* **Data for processing**
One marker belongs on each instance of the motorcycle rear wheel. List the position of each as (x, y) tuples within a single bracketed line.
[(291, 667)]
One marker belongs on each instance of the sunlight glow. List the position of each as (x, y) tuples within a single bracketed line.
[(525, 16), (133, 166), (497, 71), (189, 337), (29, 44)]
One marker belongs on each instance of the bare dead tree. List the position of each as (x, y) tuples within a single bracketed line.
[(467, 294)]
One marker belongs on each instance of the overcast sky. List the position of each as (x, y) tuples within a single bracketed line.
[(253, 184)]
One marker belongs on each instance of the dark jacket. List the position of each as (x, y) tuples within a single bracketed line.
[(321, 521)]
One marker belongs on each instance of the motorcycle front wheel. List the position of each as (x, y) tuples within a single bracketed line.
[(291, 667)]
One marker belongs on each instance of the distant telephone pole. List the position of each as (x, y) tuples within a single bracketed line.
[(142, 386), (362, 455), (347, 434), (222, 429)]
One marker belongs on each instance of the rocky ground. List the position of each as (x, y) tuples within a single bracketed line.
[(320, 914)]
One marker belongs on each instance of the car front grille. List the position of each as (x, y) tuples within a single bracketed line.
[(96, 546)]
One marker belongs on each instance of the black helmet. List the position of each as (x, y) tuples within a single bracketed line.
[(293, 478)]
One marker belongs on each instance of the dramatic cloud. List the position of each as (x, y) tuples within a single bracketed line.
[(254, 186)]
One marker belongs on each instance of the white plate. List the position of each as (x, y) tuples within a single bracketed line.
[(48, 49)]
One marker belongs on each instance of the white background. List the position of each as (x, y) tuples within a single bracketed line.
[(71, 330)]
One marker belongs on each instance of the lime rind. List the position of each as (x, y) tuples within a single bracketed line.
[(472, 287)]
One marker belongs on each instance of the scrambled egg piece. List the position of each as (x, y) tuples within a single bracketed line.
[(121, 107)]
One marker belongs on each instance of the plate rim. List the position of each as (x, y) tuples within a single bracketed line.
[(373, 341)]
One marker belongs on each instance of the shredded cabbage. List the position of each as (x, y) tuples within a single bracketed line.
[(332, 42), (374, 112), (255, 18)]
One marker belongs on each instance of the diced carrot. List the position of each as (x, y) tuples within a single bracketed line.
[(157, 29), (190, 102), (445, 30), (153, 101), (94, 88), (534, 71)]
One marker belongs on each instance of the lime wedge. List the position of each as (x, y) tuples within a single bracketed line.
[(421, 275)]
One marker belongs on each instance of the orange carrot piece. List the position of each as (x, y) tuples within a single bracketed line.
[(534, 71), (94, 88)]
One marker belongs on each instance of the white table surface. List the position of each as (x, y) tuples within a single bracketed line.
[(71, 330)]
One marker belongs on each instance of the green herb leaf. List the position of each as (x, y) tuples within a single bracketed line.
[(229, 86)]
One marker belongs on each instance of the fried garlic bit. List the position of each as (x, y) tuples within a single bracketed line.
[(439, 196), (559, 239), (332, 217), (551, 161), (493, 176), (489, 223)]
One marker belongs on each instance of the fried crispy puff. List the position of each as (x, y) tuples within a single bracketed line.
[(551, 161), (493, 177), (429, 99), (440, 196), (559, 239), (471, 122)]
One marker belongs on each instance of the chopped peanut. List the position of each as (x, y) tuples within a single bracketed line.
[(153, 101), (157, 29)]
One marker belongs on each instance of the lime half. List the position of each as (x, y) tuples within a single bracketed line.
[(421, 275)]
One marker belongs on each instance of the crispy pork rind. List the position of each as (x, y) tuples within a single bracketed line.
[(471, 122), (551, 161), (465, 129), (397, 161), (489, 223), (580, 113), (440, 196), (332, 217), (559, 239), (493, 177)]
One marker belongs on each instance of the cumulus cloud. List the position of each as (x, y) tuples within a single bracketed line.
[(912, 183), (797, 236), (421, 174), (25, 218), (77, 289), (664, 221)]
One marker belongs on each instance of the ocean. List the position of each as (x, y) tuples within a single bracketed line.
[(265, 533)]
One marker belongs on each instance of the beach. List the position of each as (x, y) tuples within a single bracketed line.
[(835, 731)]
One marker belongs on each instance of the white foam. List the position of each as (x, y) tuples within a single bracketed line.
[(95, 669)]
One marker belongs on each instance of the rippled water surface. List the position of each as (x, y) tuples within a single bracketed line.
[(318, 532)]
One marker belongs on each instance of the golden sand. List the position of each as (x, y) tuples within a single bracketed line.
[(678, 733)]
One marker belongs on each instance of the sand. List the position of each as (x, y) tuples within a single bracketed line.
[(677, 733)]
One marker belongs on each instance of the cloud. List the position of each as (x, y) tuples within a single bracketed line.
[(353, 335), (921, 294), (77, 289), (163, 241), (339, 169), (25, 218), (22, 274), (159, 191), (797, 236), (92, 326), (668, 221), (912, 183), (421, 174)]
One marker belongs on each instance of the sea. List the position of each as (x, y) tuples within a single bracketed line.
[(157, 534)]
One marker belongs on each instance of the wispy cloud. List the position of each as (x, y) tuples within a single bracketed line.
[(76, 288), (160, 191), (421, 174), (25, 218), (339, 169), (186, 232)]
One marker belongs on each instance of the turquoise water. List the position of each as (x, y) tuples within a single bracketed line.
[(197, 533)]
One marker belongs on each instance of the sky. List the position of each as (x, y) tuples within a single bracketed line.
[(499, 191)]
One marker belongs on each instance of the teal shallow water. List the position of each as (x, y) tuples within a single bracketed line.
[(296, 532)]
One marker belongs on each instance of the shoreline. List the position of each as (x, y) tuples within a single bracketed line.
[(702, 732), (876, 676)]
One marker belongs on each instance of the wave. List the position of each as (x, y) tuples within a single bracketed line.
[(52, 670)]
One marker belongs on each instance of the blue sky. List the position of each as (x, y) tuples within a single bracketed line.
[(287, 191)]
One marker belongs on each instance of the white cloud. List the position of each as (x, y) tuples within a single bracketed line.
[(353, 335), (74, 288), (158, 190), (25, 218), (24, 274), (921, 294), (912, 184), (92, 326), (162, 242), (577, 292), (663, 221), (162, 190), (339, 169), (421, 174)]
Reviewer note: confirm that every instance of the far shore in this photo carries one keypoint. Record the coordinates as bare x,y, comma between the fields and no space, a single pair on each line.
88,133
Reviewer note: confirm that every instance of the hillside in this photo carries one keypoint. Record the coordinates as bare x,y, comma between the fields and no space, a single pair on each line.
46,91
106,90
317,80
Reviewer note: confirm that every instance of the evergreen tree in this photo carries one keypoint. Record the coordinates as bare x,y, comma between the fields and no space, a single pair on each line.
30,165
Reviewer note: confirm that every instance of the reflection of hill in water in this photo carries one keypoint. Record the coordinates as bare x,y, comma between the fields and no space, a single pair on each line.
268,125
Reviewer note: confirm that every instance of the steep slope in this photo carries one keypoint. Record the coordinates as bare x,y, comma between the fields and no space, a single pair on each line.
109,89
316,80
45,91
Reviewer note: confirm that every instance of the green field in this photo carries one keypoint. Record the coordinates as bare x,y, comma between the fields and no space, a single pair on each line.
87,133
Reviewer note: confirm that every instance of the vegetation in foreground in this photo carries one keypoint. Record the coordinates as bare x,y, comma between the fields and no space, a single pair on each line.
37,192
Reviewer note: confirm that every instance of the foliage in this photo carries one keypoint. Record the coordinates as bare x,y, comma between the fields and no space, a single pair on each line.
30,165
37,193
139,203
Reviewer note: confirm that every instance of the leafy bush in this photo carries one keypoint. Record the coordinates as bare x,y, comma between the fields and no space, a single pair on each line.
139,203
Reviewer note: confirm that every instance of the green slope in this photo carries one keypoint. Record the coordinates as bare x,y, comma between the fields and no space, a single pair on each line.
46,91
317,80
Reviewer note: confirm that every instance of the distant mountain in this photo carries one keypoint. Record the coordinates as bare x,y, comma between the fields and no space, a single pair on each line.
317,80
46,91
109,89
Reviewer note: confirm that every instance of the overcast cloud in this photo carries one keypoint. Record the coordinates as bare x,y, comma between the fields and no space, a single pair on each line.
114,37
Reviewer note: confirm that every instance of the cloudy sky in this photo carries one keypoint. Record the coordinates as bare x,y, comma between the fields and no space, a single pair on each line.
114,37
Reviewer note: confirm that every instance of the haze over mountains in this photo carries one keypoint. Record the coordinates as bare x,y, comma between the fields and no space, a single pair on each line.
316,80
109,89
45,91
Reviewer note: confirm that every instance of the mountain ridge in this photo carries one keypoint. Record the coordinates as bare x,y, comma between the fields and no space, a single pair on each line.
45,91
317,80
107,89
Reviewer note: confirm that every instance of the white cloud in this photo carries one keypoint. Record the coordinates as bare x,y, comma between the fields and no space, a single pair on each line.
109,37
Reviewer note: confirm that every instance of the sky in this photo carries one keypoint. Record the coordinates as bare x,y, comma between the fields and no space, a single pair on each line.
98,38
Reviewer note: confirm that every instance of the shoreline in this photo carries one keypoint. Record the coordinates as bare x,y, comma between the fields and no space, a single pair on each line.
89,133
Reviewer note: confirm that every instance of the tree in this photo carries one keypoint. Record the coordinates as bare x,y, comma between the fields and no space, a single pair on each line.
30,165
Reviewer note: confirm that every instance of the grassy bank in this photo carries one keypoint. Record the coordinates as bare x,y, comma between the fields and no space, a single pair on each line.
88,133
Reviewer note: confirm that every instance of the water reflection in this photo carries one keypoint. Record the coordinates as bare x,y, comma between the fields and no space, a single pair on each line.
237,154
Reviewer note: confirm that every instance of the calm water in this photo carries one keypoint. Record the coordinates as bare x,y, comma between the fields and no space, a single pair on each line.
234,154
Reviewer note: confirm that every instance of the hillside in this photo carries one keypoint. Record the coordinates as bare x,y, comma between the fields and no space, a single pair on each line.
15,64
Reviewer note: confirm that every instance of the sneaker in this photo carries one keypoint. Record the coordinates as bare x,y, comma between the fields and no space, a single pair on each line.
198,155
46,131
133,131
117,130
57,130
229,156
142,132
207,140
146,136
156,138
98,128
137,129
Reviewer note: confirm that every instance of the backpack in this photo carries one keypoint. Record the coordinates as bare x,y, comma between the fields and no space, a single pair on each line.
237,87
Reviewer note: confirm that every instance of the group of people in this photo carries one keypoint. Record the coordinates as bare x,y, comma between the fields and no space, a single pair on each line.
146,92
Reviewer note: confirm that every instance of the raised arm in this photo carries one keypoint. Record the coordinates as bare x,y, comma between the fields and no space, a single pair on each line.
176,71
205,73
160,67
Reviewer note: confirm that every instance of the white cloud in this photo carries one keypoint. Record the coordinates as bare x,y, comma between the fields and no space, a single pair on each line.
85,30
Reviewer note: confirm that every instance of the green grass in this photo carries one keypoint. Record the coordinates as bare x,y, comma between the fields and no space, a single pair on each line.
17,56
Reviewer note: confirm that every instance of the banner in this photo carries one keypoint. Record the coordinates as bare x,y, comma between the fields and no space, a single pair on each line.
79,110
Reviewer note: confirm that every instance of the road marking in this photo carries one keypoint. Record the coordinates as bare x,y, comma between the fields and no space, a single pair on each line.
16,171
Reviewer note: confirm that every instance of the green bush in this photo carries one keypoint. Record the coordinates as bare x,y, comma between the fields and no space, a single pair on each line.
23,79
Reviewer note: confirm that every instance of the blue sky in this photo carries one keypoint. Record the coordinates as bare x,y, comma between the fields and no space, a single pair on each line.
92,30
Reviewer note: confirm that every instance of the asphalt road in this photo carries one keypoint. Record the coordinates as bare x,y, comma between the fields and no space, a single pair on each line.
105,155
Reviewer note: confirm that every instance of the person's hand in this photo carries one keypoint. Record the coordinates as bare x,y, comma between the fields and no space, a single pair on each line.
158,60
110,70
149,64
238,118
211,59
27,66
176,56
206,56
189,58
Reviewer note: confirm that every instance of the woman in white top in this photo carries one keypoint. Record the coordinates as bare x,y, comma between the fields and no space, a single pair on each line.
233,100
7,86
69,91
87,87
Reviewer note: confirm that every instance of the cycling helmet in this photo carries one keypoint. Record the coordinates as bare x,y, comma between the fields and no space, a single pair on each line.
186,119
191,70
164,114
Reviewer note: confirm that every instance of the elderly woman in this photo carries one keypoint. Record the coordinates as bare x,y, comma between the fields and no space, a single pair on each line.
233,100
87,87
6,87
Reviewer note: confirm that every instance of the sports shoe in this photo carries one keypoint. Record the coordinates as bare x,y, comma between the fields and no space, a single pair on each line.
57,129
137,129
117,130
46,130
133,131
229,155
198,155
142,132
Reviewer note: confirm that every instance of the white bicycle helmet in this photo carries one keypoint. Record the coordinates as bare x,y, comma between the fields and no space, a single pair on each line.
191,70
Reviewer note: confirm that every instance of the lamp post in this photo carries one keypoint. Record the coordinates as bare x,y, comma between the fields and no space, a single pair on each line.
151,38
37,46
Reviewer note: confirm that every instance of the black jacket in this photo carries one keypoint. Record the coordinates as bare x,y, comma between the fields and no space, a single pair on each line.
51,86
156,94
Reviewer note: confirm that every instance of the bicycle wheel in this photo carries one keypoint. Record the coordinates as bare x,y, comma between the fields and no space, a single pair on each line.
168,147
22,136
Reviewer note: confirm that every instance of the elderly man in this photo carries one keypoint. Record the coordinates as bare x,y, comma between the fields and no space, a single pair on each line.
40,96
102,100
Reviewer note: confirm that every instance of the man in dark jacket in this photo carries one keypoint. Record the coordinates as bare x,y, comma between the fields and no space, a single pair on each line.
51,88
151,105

* **Set exercise**
Can you repeat the data between the lines containing "One marker belongs on each instance of the dark" and "[(96, 546)]", inclusive, reproducing every line precisely as it appears?

* **Solution below**
One marker belongs on each instance of the dark jacket. List the position of each as (x, y) tuples within a single bracketed line.
[(321, 521)]
One marker belongs on each instance of the motorcycle front wheel. List the position of each as (x, y) tuples within a single bracketed line.
[(291, 667)]
One marker belongs on each instance of the distant telephone pole. List the position of each as (x, y) tuples within a single bracketed line.
[(142, 386), (362, 455), (347, 434), (222, 429)]
One marker belongs on each instance of the rocky ground. List the position of each as (x, y) tuples within a single bracketed line.
[(320, 914)]
One marker belongs on each instance of the car front grille. List the position of each as (x, y) tuples within a single bracketed line.
[(96, 546)]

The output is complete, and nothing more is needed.